▶ [Problem to solve] Reproduce only the lines that run from the line containing "pixel 409 106." to the end of the entries below, exactly as they stand.

(Extracted records)
......
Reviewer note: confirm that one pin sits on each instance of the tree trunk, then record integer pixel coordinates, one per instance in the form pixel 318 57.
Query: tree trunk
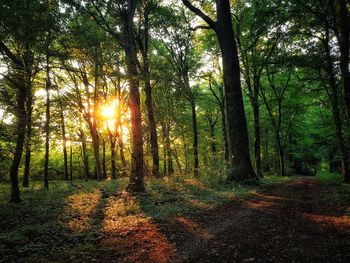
pixel 104 167
pixel 112 142
pixel 84 154
pixel 224 132
pixel 47 125
pixel 136 182
pixel 240 163
pixel 71 162
pixel 257 137
pixel 21 130
pixel 28 142
pixel 212 138
pixel 195 139
pixel 64 139
pixel 344 43
pixel 336 110
pixel 148 101
pixel 280 153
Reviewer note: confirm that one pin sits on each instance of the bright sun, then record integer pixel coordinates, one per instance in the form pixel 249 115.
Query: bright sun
pixel 108 110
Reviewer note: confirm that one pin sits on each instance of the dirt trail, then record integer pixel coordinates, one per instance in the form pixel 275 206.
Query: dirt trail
pixel 287 222
pixel 298 221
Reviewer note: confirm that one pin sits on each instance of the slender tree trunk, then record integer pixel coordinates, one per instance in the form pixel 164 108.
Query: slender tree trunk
pixel 28 142
pixel 280 153
pixel 344 41
pixel 71 162
pixel 224 132
pixel 21 130
pixel 84 154
pixel 165 148
pixel 104 167
pixel 64 139
pixel 136 182
pixel 47 125
pixel 148 101
pixel 112 142
pixel 257 138
pixel 336 110
pixel 240 163
pixel 212 138
pixel 169 151
pixel 195 139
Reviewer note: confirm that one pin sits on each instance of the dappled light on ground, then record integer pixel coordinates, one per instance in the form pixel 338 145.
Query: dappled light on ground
pixel 80 208
pixel 177 221
pixel 194 228
pixel 342 223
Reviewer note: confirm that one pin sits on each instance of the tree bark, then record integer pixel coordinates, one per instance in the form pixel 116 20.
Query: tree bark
pixel 240 164
pixel 344 46
pixel 104 166
pixel 257 137
pixel 136 183
pixel 28 140
pixel 21 130
pixel 195 139
pixel 64 140
pixel 112 142
pixel 336 110
pixel 148 92
pixel 47 124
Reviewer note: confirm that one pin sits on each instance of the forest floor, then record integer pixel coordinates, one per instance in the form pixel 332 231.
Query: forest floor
pixel 179 220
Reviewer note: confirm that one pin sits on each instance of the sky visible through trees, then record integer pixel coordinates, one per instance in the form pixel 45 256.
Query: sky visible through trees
pixel 121 113
pixel 101 89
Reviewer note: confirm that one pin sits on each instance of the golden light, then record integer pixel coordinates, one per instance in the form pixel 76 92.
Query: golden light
pixel 108 111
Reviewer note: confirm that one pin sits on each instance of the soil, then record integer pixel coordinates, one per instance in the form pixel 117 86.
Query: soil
pixel 303 220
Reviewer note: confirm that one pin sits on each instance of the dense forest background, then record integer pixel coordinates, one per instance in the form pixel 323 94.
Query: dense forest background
pixel 223 89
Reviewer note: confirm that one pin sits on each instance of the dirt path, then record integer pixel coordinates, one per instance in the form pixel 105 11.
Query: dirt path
pixel 298 221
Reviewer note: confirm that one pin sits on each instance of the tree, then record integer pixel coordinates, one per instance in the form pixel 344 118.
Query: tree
pixel 240 165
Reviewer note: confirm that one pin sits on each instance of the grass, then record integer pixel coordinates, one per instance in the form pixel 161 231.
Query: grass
pixel 336 178
pixel 65 217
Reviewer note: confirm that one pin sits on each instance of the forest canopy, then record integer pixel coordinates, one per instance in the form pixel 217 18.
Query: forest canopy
pixel 104 89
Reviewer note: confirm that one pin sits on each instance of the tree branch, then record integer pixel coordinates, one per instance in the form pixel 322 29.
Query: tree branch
pixel 211 23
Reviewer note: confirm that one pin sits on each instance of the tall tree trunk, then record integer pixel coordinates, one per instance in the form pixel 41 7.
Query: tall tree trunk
pixel 257 137
pixel 212 138
pixel 71 162
pixel 280 153
pixel 21 130
pixel 195 139
pixel 240 164
pixel 344 43
pixel 28 140
pixel 104 167
pixel 47 124
pixel 224 132
pixel 112 142
pixel 84 154
pixel 64 139
pixel 336 110
pixel 148 101
pixel 169 151
pixel 136 182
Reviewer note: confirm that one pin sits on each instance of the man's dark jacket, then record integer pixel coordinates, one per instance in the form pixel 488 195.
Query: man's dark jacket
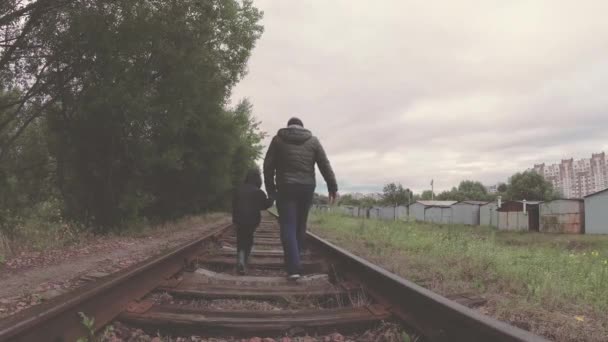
pixel 249 200
pixel 291 157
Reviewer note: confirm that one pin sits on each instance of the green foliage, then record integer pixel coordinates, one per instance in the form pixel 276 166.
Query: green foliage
pixel 467 190
pixel 530 186
pixel 540 268
pixel 395 194
pixel 129 116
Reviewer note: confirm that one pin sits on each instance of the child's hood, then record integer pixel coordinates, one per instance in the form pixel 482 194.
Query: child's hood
pixel 253 177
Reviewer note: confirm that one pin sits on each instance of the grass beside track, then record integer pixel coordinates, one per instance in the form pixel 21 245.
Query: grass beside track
pixel 553 285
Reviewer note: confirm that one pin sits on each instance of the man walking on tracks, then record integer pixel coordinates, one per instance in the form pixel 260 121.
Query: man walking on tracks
pixel 291 157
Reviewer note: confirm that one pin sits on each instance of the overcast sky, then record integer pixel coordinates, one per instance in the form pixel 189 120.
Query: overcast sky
pixel 407 91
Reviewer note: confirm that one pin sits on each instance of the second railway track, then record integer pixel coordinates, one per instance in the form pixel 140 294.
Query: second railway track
pixel 193 290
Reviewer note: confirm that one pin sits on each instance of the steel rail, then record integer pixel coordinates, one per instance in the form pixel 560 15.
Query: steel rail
pixel 436 317
pixel 59 319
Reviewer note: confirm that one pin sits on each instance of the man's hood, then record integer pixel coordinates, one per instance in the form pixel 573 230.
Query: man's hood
pixel 294 134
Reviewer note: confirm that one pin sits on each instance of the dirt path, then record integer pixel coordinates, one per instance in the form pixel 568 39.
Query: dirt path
pixel 31 278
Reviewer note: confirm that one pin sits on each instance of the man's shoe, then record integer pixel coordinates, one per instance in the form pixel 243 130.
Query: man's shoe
pixel 241 263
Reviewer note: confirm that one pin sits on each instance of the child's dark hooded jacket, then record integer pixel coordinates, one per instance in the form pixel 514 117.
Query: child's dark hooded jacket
pixel 249 200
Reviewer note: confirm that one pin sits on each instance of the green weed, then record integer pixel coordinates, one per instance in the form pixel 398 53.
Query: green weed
pixel 547 269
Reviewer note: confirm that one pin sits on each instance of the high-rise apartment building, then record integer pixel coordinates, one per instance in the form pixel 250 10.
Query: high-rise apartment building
pixel 577 178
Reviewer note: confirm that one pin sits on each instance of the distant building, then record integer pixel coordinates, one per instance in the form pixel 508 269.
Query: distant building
pixel 577 178
pixel 417 211
pixel 492 189
pixel 596 215
pixel 466 212
pixel 518 215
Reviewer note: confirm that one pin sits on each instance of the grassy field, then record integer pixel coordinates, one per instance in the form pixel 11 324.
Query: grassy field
pixel 554 285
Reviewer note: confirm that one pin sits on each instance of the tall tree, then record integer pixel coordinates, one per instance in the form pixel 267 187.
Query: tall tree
pixel 133 94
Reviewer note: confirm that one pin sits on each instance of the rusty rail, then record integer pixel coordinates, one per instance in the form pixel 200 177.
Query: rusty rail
pixel 58 319
pixel 436 317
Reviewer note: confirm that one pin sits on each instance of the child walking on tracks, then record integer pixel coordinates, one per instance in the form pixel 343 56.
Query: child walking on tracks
pixel 247 203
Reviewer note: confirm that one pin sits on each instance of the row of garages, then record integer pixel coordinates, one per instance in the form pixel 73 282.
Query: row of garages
pixel 574 216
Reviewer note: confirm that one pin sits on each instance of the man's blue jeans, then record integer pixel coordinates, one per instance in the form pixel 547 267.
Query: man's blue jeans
pixel 293 204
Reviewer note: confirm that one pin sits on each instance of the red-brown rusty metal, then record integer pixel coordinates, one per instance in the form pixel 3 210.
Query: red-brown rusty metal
pixel 59 319
pixel 436 317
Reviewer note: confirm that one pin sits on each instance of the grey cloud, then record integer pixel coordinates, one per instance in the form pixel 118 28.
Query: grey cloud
pixel 408 90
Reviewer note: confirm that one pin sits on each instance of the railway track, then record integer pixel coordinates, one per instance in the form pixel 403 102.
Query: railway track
pixel 193 290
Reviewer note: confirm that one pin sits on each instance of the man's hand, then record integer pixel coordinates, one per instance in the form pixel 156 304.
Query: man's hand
pixel 333 197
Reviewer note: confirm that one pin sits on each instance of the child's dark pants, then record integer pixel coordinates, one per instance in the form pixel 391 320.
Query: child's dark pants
pixel 244 238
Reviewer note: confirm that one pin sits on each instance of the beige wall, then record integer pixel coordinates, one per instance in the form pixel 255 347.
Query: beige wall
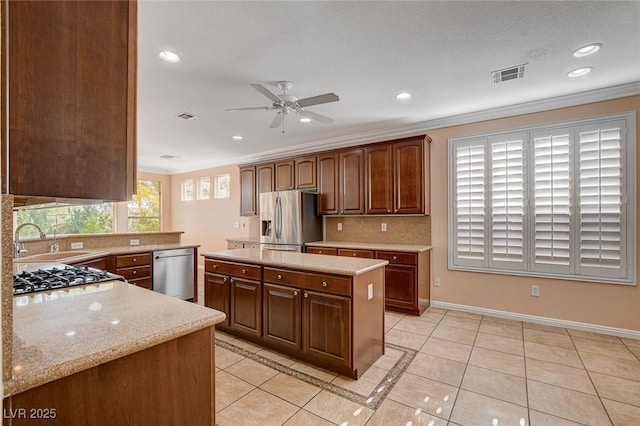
pixel 602 304
pixel 210 222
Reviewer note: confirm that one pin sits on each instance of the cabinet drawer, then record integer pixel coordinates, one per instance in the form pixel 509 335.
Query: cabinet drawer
pixel 135 273
pixel 368 254
pixel 398 257
pixel 142 282
pixel 129 260
pixel 322 250
pixel 308 281
pixel 231 268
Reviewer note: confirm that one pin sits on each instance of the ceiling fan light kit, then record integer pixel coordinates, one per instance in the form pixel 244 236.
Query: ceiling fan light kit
pixel 286 103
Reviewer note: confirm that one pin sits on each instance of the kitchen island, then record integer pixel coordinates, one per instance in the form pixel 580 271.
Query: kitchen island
pixel 325 311
pixel 110 352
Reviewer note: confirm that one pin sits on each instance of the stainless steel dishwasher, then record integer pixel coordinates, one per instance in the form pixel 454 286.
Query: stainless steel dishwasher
pixel 173 273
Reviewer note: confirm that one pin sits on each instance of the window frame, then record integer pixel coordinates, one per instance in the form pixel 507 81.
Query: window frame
pixel 576 271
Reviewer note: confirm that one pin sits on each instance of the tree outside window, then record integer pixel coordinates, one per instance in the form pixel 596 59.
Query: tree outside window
pixel 144 208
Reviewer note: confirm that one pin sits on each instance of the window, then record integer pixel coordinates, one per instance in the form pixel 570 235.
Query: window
pixel 546 201
pixel 223 186
pixel 144 208
pixel 204 188
pixel 187 190
pixel 75 219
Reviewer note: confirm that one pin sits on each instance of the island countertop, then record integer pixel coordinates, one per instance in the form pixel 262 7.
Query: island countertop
pixel 59 333
pixel 301 261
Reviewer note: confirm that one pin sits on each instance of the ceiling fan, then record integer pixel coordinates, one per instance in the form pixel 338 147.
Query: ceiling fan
pixel 286 104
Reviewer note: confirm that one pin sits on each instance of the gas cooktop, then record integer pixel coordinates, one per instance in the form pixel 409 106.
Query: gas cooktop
pixel 59 277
......
▶ [Worked solution]
Reviewer note: confirm that one pin sits on each instance of the gas cooktop, then record integer pixel coordinates, one per instance in the form pixel 409 106.
Query: gas cooktop
pixel 59 277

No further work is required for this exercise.